What to produce: Although the records contain pictures, only their text should be set down, exactly as written.

Extracted data entries:
================

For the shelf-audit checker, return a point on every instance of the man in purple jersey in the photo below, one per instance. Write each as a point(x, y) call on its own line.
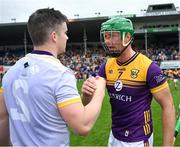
point(131, 81)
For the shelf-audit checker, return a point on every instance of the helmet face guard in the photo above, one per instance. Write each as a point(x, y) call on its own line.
point(116, 25)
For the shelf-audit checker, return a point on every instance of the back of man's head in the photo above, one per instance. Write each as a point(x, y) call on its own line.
point(42, 22)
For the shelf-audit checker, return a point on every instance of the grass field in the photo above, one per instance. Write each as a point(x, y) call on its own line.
point(100, 132)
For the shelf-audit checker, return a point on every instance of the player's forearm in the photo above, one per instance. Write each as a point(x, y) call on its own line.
point(168, 120)
point(92, 110)
point(4, 135)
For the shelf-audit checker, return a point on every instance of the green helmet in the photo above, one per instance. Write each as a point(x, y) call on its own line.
point(117, 24)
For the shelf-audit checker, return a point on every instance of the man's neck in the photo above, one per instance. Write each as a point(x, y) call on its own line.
point(47, 49)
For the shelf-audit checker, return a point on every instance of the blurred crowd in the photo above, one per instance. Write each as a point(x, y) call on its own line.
point(87, 64)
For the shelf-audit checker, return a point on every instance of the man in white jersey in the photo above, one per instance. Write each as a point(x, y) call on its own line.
point(40, 96)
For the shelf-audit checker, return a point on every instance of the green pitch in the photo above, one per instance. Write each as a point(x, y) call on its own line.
point(100, 132)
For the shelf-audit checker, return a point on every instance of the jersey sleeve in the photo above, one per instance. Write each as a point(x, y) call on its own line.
point(102, 72)
point(66, 90)
point(155, 78)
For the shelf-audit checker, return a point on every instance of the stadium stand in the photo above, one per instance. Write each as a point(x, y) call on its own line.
point(156, 33)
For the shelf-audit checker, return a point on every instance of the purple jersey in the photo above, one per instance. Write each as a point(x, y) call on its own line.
point(130, 86)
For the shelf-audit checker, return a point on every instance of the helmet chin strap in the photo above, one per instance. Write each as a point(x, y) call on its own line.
point(124, 44)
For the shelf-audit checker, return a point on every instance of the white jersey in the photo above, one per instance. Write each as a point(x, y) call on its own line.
point(34, 88)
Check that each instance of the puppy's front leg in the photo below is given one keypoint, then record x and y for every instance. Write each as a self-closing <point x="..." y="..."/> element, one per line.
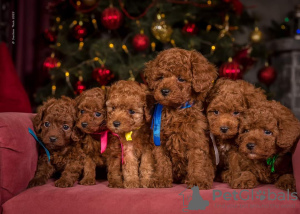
<point x="89" y="172"/>
<point x="70" y="174"/>
<point x="43" y="173"/>
<point x="130" y="167"/>
<point x="146" y="169"/>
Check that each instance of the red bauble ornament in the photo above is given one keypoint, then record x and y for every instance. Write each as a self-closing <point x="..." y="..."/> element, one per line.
<point x="50" y="63"/>
<point x="140" y="42"/>
<point x="102" y="75"/>
<point x="50" y="36"/>
<point x="190" y="28"/>
<point x="79" y="87"/>
<point x="231" y="70"/>
<point x="111" y="18"/>
<point x="79" y="32"/>
<point x="244" y="59"/>
<point x="267" y="75"/>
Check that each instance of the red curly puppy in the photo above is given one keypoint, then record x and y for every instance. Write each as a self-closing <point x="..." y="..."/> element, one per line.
<point x="128" y="116"/>
<point x="91" y="120"/>
<point x="268" y="136"/>
<point x="54" y="125"/>
<point x="226" y="104"/>
<point x="180" y="81"/>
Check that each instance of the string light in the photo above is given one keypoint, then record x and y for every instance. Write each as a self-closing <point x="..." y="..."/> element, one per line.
<point x="153" y="46"/>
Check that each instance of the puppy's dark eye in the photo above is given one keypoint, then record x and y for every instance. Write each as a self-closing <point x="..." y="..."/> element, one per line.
<point x="267" y="132"/>
<point x="97" y="114"/>
<point x="65" y="127"/>
<point x="131" y="111"/>
<point x="180" y="79"/>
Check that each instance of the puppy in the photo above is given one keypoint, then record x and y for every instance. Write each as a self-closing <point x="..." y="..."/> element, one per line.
<point x="268" y="136"/>
<point x="91" y="121"/>
<point x="128" y="116"/>
<point x="226" y="104"/>
<point x="180" y="81"/>
<point x="54" y="126"/>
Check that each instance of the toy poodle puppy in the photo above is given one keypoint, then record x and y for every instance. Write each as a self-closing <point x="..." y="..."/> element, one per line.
<point x="180" y="80"/>
<point x="128" y="116"/>
<point x="226" y="104"/>
<point x="268" y="136"/>
<point x="54" y="126"/>
<point x="91" y="120"/>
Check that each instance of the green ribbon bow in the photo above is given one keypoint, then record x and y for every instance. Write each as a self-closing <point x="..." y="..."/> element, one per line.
<point x="271" y="162"/>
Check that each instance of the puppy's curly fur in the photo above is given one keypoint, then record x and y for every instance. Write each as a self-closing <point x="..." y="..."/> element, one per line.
<point x="127" y="111"/>
<point x="54" y="125"/>
<point x="184" y="152"/>
<point x="267" y="130"/>
<point x="91" y="120"/>
<point x="226" y="104"/>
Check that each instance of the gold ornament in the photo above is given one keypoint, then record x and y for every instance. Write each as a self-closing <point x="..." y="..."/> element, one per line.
<point x="161" y="30"/>
<point x="226" y="28"/>
<point x="256" y="35"/>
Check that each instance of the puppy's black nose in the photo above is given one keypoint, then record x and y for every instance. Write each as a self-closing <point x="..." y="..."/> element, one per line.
<point x="84" y="125"/>
<point x="52" y="139"/>
<point x="224" y="129"/>
<point x="250" y="146"/>
<point x="165" y="91"/>
<point x="116" y="124"/>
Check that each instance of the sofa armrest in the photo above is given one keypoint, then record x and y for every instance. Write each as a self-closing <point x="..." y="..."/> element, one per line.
<point x="296" y="167"/>
<point x="18" y="154"/>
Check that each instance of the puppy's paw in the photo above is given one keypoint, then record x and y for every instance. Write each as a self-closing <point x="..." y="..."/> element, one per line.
<point x="131" y="184"/>
<point x="246" y="180"/>
<point x="87" y="181"/>
<point x="63" y="183"/>
<point x="286" y="182"/>
<point x="36" y="182"/>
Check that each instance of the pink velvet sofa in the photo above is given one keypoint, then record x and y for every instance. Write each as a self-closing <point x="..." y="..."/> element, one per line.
<point x="18" y="160"/>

================

Result for this task:
For the shelf-audit checker, return a point on every instance of the man in purple jersey in the photo below, one per instance. Write each as a point(x, y) call on its own line.
point(131, 81)
For the shelf-audit checker, return a point on every instance of the helmet face guard in the photo above, one per instance. Write each as a point(x, y) call on its own line.
point(116, 25)
For the shelf-audit checker, return a point on every instance of the back of man's head in the photo above, one per instance. Write each as a point(x, y) call on its own line.
point(42, 22)
For the shelf-audit checker, return a point on every instance of the grass field in the photo above, one per instance. Write each as a point(x, y) call on its own line.
point(100, 132)
For the shelf-audit checker, return a point on every instance of the player's forearm in the photo above, one per instance. Write each as a point(x, y) call on its own line.
point(168, 120)
point(92, 110)
point(4, 135)
For the shelf-audit checker, return a point on every instance of the green helmet in the photo above, one per instance. Write each as a point(x, y) call on its own line.
point(117, 24)
For the shelf-audit checker, return a point on every instance of the man's neck in the photo above, one per instance. Write each as a point(x, y) call on its own line.
point(47, 49)
For the shelf-audit checker, return a point on every instance of the blurred crowd in the photo above, one per instance. Write each as a point(x, y) call on its own line.
point(87, 64)
For the shelf-audit checker, return a point on every instance of the man in white jersey in the photo above, one per instance. Write each as a point(x, y) call on its own line.
point(40, 96)
For the shelf-audit checker, return a point on every instance of the green pitch in the photo above, one per instance. Write each as a point(x, y) call on its own line.
point(100, 132)
For the shelf-audit checker, return a point on every instance of the jersey sleeve in the photo above, one per instance. Write each as a point(x, y) call on its own line.
point(102, 72)
point(66, 90)
point(155, 78)
For the shelf-audit checker, return a point on every instance of the stadium stand in the photo above, one per instance. Write each as a point(x, y) call on its own line.
point(156, 33)
For the shelf-audit checker, return a point on every instance of the purple jersey in the photo above, one per instance. Write each as a point(x, y) call on its own line.
point(130, 86)
For the shelf-audit checker, return a point on every instance of the helmet chin strap in the photo above, one per instance. Write each as a point(x, y) call on its own line.
point(124, 44)
For the shelf-audit checker, return a point on every instance of the white jersey in the photo above, one per instance. Write each as a point(x, y) call on its own line.
point(34, 88)
Check that each instance of the puppy's front leg in the photo below is given one keypoint, then record x and y for every instance. Write each as a self-closing <point x="..." y="..."/> element, one per line.
<point x="89" y="172"/>
<point x="70" y="174"/>
<point x="43" y="173"/>
<point x="130" y="167"/>
<point x="146" y="169"/>
Check that each instance of the red bauble ornament in the photo above is given one keypoint, then record x and y for every instance. Write each as a self-closing <point x="..." y="..."/> element, one per line.
<point x="50" y="63"/>
<point x="140" y="42"/>
<point x="102" y="75"/>
<point x="50" y="36"/>
<point x="190" y="28"/>
<point x="79" y="87"/>
<point x="231" y="70"/>
<point x="111" y="18"/>
<point x="79" y="32"/>
<point x="244" y="59"/>
<point x="267" y="75"/>
Check that each instance of the red curly puppy in the photo above is given one keypoint, then record x and y for every instance. Write each as a self-closing <point x="..." y="..."/> element, one per line.
<point x="128" y="116"/>
<point x="91" y="120"/>
<point x="268" y="136"/>
<point x="54" y="125"/>
<point x="226" y="104"/>
<point x="180" y="81"/>
Check that each instance of the string light in the photo above is given one keypoint, then record x and y for every instance. Write each as a self-closing <point x="..." y="..."/> element, one per line.
<point x="153" y="46"/>
Check that each instance of the puppy's dark eye in the photo above is given one keypoint, then record x and y for every instance. Write each as a self-closing <point x="..." y="..."/> element, one per line.
<point x="267" y="132"/>
<point x="97" y="114"/>
<point x="65" y="127"/>
<point x="131" y="111"/>
<point x="180" y="79"/>
Check that each instance of the puppy in the photo above is given one keypoint, then record x and y for every instance. Write each as a self-closing <point x="..." y="..."/> element, one per line.
<point x="268" y="136"/>
<point x="91" y="121"/>
<point x="128" y="116"/>
<point x="226" y="104"/>
<point x="180" y="81"/>
<point x="54" y="126"/>
Check that each instance of the toy poodle puppy in the photo above is given one keypoint, then record x and y for every instance. Write each as a self-closing <point x="..." y="..."/> element, one per line.
<point x="180" y="80"/>
<point x="128" y="116"/>
<point x="226" y="104"/>
<point x="268" y="136"/>
<point x="54" y="126"/>
<point x="91" y="120"/>
Check that each instance of the green ribbon bow in the photo above is given one keypoint, then record x and y for every instance. Write each as a self-closing <point x="..." y="..."/> element, one per line.
<point x="271" y="162"/>
Check that each instance of the puppy's curly fur in the photo above is given one keypoint, then record x and y for every instance. Write each as a self-closing <point x="..." y="..."/> element, one per line.
<point x="127" y="111"/>
<point x="54" y="125"/>
<point x="184" y="152"/>
<point x="267" y="130"/>
<point x="91" y="120"/>
<point x="226" y="104"/>
Check that each instance of the gold ornament in the photo above is given one keypoint, then record x and y for every instance. Write each as a self-closing <point x="..." y="..."/> element, one per line.
<point x="161" y="30"/>
<point x="226" y="28"/>
<point x="256" y="35"/>
Check that each instance of the puppy's black nose in the photo above is given one keypoint, then record x and y for every instance. Write each as a self-closing <point x="..." y="..."/> element, one per line.
<point x="84" y="125"/>
<point x="52" y="139"/>
<point x="224" y="129"/>
<point x="250" y="146"/>
<point x="165" y="91"/>
<point x="116" y="124"/>
Check that each instance of the sofa armrest in the photo above is given one keypoint, then record x and y for every instance. Write each as a self-closing <point x="..." y="..."/> element, one per line.
<point x="296" y="167"/>
<point x="18" y="154"/>
Check that each instance of the puppy's paw in the photo above is given one keypoint, then record x and y for every instance. Write each as a self-closing <point x="..." y="..."/> element, one per line.
<point x="131" y="184"/>
<point x="246" y="180"/>
<point x="87" y="181"/>
<point x="63" y="183"/>
<point x="286" y="182"/>
<point x="36" y="182"/>
Check that each instance of the pink velvet sofa in the photo above is given one keypoint, then record x and y for every instance. Write each as a self-closing <point x="..." y="..."/> element, one per line.
<point x="18" y="160"/>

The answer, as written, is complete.